### YOUR TASK:
Return every record exactly as written.

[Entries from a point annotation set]

***

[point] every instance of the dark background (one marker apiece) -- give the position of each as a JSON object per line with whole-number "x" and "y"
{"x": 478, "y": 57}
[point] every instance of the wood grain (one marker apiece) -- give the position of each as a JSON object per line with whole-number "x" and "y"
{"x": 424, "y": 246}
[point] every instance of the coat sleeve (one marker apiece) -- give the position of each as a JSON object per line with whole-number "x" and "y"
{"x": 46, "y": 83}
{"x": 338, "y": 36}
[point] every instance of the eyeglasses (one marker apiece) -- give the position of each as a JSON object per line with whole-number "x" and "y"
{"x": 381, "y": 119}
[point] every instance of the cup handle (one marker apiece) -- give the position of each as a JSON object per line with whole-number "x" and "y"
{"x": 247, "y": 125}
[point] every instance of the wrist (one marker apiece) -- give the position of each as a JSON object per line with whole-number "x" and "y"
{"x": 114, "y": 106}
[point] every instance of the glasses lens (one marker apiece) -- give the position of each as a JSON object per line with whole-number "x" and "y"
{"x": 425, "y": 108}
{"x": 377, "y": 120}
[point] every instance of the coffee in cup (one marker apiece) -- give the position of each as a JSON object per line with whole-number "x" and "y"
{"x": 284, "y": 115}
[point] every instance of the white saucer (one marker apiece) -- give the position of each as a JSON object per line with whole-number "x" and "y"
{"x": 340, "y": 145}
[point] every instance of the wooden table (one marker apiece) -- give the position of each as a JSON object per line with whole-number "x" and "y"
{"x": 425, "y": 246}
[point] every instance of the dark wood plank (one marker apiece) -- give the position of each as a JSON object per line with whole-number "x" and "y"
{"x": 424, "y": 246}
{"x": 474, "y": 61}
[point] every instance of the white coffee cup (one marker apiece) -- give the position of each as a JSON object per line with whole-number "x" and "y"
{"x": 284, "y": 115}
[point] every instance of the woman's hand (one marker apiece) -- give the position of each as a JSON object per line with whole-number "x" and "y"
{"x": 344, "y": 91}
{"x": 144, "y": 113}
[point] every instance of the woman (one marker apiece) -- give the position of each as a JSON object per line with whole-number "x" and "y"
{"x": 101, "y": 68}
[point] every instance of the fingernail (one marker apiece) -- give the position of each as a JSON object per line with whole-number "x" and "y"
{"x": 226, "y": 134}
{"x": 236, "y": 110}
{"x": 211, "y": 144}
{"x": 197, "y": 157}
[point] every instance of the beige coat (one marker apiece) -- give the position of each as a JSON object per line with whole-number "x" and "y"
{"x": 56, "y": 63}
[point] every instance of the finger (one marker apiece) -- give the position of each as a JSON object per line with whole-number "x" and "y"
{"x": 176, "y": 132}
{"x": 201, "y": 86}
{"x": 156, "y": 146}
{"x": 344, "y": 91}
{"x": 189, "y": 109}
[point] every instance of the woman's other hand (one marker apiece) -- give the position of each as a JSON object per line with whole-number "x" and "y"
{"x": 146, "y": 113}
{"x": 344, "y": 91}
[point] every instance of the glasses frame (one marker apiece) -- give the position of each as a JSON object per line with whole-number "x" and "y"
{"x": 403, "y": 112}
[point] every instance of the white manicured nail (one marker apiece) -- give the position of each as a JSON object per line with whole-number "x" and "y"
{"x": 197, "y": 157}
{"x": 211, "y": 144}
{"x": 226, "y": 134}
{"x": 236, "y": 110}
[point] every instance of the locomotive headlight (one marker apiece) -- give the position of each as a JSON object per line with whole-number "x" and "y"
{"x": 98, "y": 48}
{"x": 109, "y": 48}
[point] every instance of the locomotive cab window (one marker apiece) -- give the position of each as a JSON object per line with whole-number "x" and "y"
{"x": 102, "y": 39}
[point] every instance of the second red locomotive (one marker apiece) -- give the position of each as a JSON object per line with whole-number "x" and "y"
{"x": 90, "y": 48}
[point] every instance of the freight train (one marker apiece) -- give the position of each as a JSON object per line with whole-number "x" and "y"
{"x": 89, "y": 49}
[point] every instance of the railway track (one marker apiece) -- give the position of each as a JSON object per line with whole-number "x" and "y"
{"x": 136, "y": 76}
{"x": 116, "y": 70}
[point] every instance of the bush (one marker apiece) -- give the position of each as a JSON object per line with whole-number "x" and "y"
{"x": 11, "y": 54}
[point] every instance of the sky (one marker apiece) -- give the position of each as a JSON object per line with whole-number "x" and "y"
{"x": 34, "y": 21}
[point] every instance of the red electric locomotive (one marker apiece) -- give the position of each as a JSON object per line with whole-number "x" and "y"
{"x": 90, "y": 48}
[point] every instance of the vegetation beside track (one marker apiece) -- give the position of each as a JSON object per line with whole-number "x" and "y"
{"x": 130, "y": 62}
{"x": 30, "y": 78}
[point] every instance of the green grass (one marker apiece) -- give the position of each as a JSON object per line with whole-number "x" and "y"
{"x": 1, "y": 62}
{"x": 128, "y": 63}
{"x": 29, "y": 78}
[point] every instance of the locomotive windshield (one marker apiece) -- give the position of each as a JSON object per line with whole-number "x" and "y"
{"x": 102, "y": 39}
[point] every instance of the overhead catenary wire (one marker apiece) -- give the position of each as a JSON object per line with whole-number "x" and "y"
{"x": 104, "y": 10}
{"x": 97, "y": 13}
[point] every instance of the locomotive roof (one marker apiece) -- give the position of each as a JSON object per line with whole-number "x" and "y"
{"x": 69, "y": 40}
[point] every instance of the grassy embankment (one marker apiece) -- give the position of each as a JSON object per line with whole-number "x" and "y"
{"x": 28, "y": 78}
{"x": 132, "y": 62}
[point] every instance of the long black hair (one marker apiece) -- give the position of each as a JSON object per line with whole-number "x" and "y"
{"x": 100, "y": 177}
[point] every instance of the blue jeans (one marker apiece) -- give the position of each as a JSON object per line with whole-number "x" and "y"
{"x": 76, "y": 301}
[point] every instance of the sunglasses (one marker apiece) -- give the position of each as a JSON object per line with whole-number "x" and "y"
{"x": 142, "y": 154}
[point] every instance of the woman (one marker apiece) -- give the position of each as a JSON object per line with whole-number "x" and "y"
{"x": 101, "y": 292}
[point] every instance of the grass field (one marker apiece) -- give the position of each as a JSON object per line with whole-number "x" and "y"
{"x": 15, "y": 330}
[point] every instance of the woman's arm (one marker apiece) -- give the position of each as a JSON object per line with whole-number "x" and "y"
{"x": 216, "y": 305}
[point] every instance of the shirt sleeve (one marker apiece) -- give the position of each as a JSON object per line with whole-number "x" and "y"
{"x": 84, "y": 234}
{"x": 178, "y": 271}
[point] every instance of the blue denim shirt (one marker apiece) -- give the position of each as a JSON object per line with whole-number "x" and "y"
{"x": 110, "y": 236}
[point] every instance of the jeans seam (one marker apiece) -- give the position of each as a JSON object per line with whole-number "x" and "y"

***

### WRITTEN RESPONSE:
[point] every instance of the dark background (one marker apiece) -- give the position of each as a JSON object per line with whole-number "x" and "y"
{"x": 478, "y": 57}
[point] every instance of the wood grain (one marker apiece) -- give the position of each as a JSON object per line with whole-number "x" and "y"
{"x": 424, "y": 246}
[point] every instance of the coat sleeve (one marker apiece) -- give the position of each as a JSON object per line with whole-number "x" and "y"
{"x": 46, "y": 83}
{"x": 338, "y": 36}
[point] every instance of the eyeglasses (one marker apiece) -- give the position of each as a JSON object per line with whole-number "x" and "y"
{"x": 381, "y": 119}
[point] every instance of the cup handle (one marker apiece) -- give the position of each as a JSON object per line with whole-number "x" and "y"
{"x": 247, "y": 125}
[point] every instance of the wrist (one marker apiece) -- give the position of each as a JSON object per line with whole-number "x" and "y"
{"x": 114, "y": 106}
[point] every instance of the glasses lens (one marker apiece) -- give the position of each as a JSON object per line with whole-number "x" and "y"
{"x": 425, "y": 108}
{"x": 377, "y": 120}
[point] every instance of the coffee in cup (one marker apiece) -- give the position of each as a JSON object per line with whole-number "x" and "y"
{"x": 284, "y": 115}
[point] every instance of the white saucer (one marker apiece) -- give the position of each as a JSON object per line with whole-number "x" and "y"
{"x": 340, "y": 145}
[point] every instance of the wooden table (one marker apiece) -- give the position of each as a JSON object per line with whole-number "x" and "y"
{"x": 425, "y": 246}
[point] every instance of the dark wood plank (one marker apiece) -- give the position of each as a JSON object per line with whole-number "x" and "y"
{"x": 424, "y": 246}
{"x": 474, "y": 61}
[point] every instance of the white coffee cup (one marker apiece) -- give the position of each as a JSON object per line with whole-number "x" and "y"
{"x": 284, "y": 115}
[point] every instance of the woman's hand (one marker apiece) -- give the position of each as a JSON object per line with whole-number "x" and "y"
{"x": 344, "y": 91}
{"x": 144, "y": 113}
[point] every instance of the woman (one marker apiece) -- give the position of each as a JSON object per line with whole-number "x" and "y"
{"x": 101, "y": 68}
[point] every instance of the fingernail (one marker apiece) -- give the position of each as a JSON object per line with whole-number "x" and "y"
{"x": 226, "y": 134}
{"x": 236, "y": 110}
{"x": 211, "y": 144}
{"x": 197, "y": 157}
[point] every instance of the beige coat (one marker apiece) -- give the position of each as a JSON object per line with whole-number "x" and "y"
{"x": 56, "y": 63}
[point] every instance of the finger (one marker apiece) -- give the position of each as a JSON object per line with whole-number "x" and "y"
{"x": 176, "y": 132}
{"x": 201, "y": 86}
{"x": 156, "y": 146}
{"x": 344, "y": 91}
{"x": 189, "y": 109}
[point] every instance of the woman's other hand (one marker apiece) -- give the position of each as a JSON object per line with whole-number "x" and "y"
{"x": 146, "y": 113}
{"x": 344, "y": 91}
[point] every instance of the glasses frame (one marker apiece) -- give the position of each as a JSON object per line with whole-number "x" and "y"
{"x": 403, "y": 112}
[point] every instance of the white manicured nail (one marker apiece) -- give the position of each as a JSON object per line with whole-number "x" and "y"
{"x": 197, "y": 157}
{"x": 211, "y": 144}
{"x": 226, "y": 134}
{"x": 236, "y": 110}
[point] every instance of the locomotive headlight (one marker apiece) -- give the position of each as a JSON object per line with whole-number "x" and "y"
{"x": 98, "y": 48}
{"x": 109, "y": 48}
[point] every instance of the locomotive cab window (one marker apiece) -- give the position of each as a JSON object per line with whole-number "x" and "y"
{"x": 102, "y": 39}
[point] every instance of the second red locomotive (one marker apiece) -- give the position of each as a JSON object per line with whole-number "x" and "y"
{"x": 90, "y": 48}
[point] every instance of the freight train (one marker apiece) -- give the position of each as a JSON object per line with whole-number "x" and "y"
{"x": 89, "y": 49}
[point] every instance of the railway track (one marker apiece) -- give the position of each as a JSON object per line with whole-number "x" and "y"
{"x": 136, "y": 76}
{"x": 116, "y": 70}
[point] every instance of the bush (one marker apiece) -- give the position of each as a JSON object per line with whole-number "x" and "y"
{"x": 11, "y": 54}
[point] every instance of the sky (one marker apiece) -- give the position of each as a JSON object per line with whole-number "x" and "y"
{"x": 34, "y": 21}
[point] every instance of the red electric locomotive (one marker apiece) -- give the position of each as a JSON object per line with whole-number "x" and "y"
{"x": 90, "y": 48}
[point] every instance of the vegetation beside track (one marker apiece) -- give the position of each as a JSON object per line with whole-number "x" and "y"
{"x": 130, "y": 62}
{"x": 30, "y": 78}
[point] every instance of the green grass (one marker apiece) -- give the position of each as a JSON object per line with whole-number "x" and "y"
{"x": 1, "y": 62}
{"x": 128, "y": 63}
{"x": 29, "y": 78}
[point] every instance of the locomotive windshield (one marker apiece) -- give the position of each as a JSON object per line with whole-number "x" and "y"
{"x": 102, "y": 39}
[point] every instance of the overhead catenary wire (one marker apiece) -- give the position of each as a JSON object per line with whole-number "x" and "y"
{"x": 104, "y": 10}
{"x": 97, "y": 13}
[point] every instance of the locomotive roof (one marker apiece) -- give the position of each as a JSON object per line with whole-number "x" and "y"
{"x": 69, "y": 40}
[point] every instance of the grassy embankment (one marker apiece) -- give the position of each as a JSON object per line with whole-number "x" and "y"
{"x": 28, "y": 78}
{"x": 132, "y": 62}
[point] every instance of the long black hair (one marker apiece) -- give the position of each as a JSON object per line with whole-number "x" and "y"
{"x": 100, "y": 177}
[point] every instance of the blue jeans (one marker apiece) -- give the position of each as a JSON object per line with whole-number "x" and "y"
{"x": 76, "y": 301}
[point] every instance of the sunglasses (one marker apiece) -- give the position of each as a JSON object per line with whole-number "x" and "y"
{"x": 142, "y": 154}
[point] every instance of the woman (one marker apiece) -- give the position of each as a JSON object per line with whole-number "x" and "y"
{"x": 101, "y": 292}
[point] every instance of the grass field (one marker apiece) -- give the position of each as a JSON object per line with whole-number "x" and "y"
{"x": 15, "y": 330}
[point] every instance of the woman's arm (one marker apiece) -- give the position of each as a JSON object per line with whole-number "x" and "y"
{"x": 216, "y": 305}
[point] every instance of the shirt sleeve (one marker apiece) -- give the position of each as a JSON object per line with whole-number "x" and "y"
{"x": 84, "y": 234}
{"x": 178, "y": 271}
[point] every instance of the blue denim shirt (one marker apiece) -- give the position of each as a JSON object per line with whole-number "x" and "y"
{"x": 110, "y": 236}
[point] every instance of the jeans seam (one marker apiece) -- give the position of each as a JSON object per line with whole-number "x" and "y"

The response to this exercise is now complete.